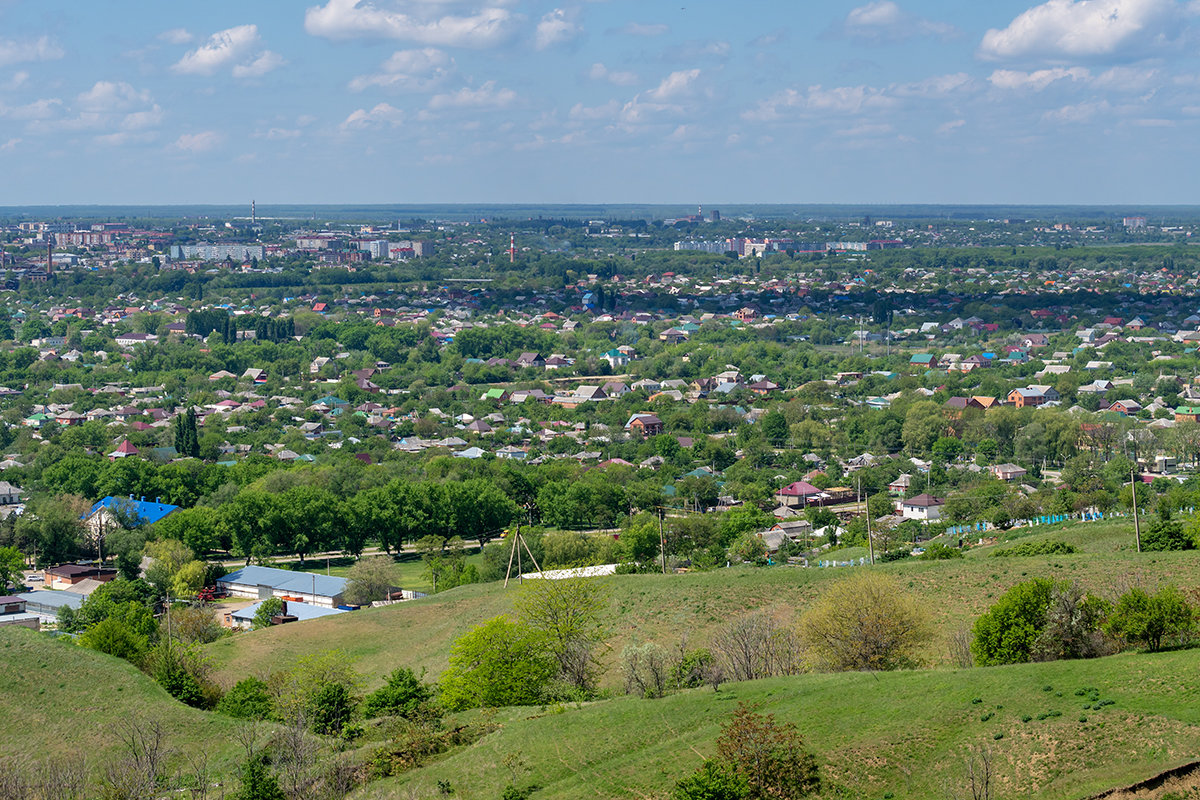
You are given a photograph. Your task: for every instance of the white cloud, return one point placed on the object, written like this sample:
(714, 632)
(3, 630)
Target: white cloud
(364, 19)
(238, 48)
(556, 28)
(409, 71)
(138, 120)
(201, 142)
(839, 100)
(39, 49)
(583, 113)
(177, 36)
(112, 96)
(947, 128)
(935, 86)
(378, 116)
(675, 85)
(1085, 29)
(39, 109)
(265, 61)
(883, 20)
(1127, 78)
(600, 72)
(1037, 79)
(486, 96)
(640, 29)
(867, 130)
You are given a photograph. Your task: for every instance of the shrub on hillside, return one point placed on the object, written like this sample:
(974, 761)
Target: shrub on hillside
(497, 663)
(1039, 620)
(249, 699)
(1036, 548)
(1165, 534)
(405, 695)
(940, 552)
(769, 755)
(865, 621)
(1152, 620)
—————
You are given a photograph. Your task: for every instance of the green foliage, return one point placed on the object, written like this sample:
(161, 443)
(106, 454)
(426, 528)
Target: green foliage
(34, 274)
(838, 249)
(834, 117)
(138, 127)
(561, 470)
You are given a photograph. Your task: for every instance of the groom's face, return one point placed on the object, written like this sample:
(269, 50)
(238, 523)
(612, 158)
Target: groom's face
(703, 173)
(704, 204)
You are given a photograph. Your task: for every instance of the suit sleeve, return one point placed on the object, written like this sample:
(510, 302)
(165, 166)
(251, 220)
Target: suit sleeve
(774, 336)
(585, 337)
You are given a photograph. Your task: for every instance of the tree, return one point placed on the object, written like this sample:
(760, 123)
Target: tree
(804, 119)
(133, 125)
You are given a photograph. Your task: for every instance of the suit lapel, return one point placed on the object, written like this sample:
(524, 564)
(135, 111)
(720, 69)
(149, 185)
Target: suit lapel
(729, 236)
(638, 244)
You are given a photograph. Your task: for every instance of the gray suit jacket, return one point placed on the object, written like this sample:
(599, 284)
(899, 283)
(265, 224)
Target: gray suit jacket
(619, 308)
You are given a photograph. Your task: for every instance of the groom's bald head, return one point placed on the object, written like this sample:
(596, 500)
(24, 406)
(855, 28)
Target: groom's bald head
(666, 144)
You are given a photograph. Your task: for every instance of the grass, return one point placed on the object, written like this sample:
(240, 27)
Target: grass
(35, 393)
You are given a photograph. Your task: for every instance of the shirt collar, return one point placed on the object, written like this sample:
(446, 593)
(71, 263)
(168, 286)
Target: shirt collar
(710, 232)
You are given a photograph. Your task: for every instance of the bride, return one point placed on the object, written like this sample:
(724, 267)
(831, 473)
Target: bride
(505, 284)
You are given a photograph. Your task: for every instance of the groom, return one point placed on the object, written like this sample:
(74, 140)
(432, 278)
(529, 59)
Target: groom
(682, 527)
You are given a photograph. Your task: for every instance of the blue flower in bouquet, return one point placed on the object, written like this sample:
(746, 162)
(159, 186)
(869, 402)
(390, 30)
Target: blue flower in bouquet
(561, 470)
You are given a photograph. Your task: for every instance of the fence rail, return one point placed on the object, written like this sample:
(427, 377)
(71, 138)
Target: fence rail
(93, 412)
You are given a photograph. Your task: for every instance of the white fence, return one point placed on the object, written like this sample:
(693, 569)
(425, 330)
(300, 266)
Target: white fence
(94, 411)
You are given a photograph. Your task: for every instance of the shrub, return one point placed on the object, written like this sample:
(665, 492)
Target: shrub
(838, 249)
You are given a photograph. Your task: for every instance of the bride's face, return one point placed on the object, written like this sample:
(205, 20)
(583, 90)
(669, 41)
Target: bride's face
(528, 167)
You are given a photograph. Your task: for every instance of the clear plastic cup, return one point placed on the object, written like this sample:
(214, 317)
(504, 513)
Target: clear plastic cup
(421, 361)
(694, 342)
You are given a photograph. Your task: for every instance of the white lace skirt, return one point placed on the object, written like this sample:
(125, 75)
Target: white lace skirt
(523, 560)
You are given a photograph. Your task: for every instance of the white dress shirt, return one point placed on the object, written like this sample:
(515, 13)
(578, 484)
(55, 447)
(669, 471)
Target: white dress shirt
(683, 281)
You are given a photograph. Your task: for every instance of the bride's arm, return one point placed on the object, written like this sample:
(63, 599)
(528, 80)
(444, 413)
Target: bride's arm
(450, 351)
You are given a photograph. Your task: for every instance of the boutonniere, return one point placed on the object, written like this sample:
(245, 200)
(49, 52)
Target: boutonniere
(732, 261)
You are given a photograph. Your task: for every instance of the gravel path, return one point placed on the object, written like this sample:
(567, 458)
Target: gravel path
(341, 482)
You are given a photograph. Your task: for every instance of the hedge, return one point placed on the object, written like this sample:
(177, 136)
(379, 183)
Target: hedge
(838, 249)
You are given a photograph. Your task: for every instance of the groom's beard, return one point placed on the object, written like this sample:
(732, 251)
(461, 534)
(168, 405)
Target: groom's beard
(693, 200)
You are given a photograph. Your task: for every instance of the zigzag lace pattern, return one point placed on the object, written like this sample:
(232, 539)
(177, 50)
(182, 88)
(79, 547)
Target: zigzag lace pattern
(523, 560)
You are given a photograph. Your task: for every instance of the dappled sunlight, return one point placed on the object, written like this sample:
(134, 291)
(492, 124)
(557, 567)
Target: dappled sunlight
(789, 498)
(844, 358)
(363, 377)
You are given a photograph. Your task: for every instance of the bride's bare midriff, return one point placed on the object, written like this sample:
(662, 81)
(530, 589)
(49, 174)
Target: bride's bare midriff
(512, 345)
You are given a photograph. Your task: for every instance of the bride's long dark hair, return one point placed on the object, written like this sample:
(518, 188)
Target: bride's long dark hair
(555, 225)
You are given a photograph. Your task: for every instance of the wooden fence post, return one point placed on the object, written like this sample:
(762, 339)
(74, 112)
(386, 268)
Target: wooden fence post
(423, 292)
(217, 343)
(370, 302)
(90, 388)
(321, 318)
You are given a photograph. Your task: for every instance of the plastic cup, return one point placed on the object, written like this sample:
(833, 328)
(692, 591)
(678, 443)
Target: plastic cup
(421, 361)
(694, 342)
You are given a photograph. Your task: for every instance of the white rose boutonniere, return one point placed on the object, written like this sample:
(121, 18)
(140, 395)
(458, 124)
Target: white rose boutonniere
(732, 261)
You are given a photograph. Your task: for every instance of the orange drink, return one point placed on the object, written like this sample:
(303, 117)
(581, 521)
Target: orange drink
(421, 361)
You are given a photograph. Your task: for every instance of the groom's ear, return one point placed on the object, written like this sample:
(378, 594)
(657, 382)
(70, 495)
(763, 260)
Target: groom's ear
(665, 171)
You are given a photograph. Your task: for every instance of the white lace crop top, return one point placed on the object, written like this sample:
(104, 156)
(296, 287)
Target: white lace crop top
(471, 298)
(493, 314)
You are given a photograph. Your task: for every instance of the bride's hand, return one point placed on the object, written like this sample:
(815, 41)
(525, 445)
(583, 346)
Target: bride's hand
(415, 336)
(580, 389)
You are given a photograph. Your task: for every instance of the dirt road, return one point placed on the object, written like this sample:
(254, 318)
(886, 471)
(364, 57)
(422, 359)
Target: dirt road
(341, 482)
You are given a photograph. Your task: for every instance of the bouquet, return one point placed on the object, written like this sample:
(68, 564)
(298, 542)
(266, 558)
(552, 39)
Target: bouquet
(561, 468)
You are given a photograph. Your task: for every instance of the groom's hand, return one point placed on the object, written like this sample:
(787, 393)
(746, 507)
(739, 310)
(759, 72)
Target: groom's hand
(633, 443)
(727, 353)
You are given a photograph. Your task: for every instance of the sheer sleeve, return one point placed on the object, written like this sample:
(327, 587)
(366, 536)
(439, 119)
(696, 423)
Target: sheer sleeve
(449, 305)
—————
» **Aim**
Show every line of the items above that includes the word "foliage", copying each line in full.

» **Response**
You are given a photograph. Your task: for every instance of the green foliage, return one point placed on the object, written like this sample:
Target: green foliage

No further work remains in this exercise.